---- DOCUMENT SECTION

The Victoria Regional Transit System, in the provincial capital of Victoria, is the only system operated by BC Transit itself. Beyond Victoria, there are regional transit systems. In four locations (Nanaimo, Nelson, Powell River, and the Sunshine Coast), the municipality operates the service, while private operators are contracted to deliver the transit services elsewhere.

===Regional transit systems===

- 100 Mile House
- Agassiz-Harrison
- Ashcroft-Cache Creek-Clinton
- Bella Coola
- Boundary
- Burns Lake
- Campbell River
- Central Fraser Valley
- Chilliwack
- Clearwater
- Columbia Valley
- Comox Valley
- Cowichan Valley
- Cranbrook
- Creston Valley
- Dawson Creek
- Elk Valley
- Fort St. John
- Hazeltons
- Kamloops
- Kelowna
- Kimberley
- Kitimat
- Merritt
- Mount Waddington
- Nanaimo
- Pemberton Valley
- Port Alberni
- Port Edward
- Powell River
- Prince George
- Prince Rupert
- Princeton
- Quesnel
- Revelstoke
- Salt Spring Island
- Shuswap
- Skeena
- Smithers
- South Okanagan-Similkameen (Penticton)
- Squamish
- Summerland
- Sunshine Coast
- Terrace
- Vernon
- Victoria (only system operated directly by BC Transit)
- West Coast Transit (Tofino-Ucluelet)

--------

## WORK REQUEST
Reproduce the part of the BC Transit text that opens with the words containing "The Victoria Regional" and closes with "transit services elsewhere.". The listing plays no part in the work and can be ignored.

---- LISTED ENTRIES

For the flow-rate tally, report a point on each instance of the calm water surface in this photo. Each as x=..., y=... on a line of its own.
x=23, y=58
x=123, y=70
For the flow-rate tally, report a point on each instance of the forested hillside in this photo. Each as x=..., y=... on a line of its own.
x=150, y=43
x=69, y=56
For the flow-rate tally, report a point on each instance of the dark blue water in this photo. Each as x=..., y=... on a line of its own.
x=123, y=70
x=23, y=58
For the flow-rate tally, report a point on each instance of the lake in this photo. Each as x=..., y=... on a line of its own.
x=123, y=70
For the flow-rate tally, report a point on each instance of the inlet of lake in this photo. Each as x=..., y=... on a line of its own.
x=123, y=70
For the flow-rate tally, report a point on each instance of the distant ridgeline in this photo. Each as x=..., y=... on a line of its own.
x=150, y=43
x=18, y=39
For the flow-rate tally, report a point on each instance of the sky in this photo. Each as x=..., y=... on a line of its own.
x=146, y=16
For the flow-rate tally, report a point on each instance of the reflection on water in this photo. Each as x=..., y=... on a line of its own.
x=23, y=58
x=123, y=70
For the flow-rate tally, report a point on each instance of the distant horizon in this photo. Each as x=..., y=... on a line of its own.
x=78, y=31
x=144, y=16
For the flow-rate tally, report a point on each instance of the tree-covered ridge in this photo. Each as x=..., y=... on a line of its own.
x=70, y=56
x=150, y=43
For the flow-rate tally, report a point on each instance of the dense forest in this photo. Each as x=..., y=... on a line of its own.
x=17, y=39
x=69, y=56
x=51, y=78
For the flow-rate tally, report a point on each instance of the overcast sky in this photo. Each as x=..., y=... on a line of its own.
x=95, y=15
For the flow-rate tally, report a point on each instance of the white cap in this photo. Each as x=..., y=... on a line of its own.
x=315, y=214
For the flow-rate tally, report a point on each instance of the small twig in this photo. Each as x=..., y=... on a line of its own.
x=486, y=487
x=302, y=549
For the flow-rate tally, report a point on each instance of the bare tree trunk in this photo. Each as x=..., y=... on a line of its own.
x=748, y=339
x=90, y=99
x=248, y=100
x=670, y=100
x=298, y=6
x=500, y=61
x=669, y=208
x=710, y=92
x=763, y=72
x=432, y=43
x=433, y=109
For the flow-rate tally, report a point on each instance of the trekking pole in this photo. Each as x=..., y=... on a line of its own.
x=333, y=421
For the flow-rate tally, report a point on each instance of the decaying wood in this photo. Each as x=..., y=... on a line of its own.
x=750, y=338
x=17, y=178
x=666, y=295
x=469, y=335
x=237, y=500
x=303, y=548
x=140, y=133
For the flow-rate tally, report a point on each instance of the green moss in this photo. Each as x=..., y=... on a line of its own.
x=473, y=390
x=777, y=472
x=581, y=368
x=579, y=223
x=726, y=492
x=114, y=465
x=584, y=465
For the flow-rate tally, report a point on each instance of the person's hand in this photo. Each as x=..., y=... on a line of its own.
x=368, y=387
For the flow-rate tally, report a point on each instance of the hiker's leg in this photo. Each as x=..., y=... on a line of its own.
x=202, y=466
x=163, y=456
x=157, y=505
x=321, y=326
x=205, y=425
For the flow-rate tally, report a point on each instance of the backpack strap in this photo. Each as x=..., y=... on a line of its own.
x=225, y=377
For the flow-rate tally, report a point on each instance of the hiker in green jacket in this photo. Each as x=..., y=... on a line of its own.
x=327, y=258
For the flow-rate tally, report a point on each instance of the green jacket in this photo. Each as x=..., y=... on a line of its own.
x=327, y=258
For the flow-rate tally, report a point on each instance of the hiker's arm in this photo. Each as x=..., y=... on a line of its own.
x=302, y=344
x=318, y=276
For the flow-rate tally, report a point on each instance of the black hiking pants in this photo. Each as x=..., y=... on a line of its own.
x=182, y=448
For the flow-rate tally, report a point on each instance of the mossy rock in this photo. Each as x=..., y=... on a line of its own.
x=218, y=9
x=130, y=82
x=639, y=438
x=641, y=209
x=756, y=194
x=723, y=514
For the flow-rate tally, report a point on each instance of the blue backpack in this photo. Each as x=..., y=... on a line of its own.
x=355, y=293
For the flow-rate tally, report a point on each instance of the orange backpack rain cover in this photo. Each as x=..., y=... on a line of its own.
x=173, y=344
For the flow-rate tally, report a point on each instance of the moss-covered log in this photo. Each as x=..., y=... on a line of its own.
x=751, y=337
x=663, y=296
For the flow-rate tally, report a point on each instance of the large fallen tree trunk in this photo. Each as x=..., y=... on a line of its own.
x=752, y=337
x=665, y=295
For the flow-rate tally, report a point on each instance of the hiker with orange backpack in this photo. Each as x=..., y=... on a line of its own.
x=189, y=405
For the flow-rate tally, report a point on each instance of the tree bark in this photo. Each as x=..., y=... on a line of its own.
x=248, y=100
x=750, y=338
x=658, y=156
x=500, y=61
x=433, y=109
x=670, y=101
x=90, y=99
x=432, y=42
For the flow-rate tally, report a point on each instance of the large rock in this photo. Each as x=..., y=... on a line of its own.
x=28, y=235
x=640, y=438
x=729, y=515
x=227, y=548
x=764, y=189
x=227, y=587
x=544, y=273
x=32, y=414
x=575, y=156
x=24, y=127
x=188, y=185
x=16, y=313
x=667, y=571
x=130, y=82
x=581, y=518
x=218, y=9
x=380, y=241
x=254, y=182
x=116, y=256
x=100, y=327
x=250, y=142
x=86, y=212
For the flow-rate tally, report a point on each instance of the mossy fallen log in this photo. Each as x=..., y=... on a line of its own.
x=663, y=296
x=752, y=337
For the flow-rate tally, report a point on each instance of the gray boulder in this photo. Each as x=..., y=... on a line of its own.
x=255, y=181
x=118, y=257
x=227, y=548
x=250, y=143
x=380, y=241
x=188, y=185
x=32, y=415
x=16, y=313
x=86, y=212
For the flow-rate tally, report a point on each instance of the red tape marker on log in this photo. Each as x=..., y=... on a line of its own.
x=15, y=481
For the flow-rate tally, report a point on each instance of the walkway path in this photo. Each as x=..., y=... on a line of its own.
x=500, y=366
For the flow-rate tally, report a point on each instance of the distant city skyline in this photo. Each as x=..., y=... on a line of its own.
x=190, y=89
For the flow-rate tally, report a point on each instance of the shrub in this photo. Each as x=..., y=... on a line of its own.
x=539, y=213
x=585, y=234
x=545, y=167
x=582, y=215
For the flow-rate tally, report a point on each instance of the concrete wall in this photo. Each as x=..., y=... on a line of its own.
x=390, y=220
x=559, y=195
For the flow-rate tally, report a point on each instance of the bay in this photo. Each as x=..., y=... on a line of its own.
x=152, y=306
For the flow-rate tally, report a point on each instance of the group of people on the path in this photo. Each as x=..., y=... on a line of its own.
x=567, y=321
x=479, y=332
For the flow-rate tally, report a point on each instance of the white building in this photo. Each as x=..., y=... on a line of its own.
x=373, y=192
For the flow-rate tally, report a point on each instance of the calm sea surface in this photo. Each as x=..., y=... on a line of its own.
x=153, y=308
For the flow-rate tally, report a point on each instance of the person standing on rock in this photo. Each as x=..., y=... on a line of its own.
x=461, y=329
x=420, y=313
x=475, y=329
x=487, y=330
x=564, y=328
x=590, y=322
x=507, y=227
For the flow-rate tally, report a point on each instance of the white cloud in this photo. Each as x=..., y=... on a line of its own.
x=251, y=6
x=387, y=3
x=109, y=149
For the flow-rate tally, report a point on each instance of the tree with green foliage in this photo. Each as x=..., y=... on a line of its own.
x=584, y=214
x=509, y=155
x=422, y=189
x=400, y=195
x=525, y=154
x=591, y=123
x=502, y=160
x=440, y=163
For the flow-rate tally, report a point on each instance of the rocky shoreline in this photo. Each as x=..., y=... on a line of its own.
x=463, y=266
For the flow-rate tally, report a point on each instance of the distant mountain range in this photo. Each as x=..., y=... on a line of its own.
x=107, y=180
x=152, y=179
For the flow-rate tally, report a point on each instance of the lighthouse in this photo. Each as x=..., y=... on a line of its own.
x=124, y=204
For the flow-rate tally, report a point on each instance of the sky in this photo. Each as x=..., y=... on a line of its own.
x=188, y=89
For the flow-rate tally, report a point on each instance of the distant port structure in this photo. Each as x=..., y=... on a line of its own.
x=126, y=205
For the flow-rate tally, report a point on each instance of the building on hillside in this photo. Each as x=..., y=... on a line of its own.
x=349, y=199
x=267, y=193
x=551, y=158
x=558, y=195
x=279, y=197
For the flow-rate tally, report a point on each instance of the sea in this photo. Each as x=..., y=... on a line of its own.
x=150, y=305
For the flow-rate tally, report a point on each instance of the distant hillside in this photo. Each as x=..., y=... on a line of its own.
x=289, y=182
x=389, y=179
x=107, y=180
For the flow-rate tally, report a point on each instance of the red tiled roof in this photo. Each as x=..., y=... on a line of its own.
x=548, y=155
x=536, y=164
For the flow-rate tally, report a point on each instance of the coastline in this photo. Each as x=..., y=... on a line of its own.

--------

## SOLUTION FOR THIS PROBLEM
The Victoria Regional Transit System, in the provincial capital of Victoria, is the only system operated by BC Transit itself. Beyond Victoria, there are regional transit systems. In four locations (Nanaimo, Nelson, Powell River, and the Sunshine Coast), the municipality operates the service, while private operators are contracted to deliver the transit services elsewhere.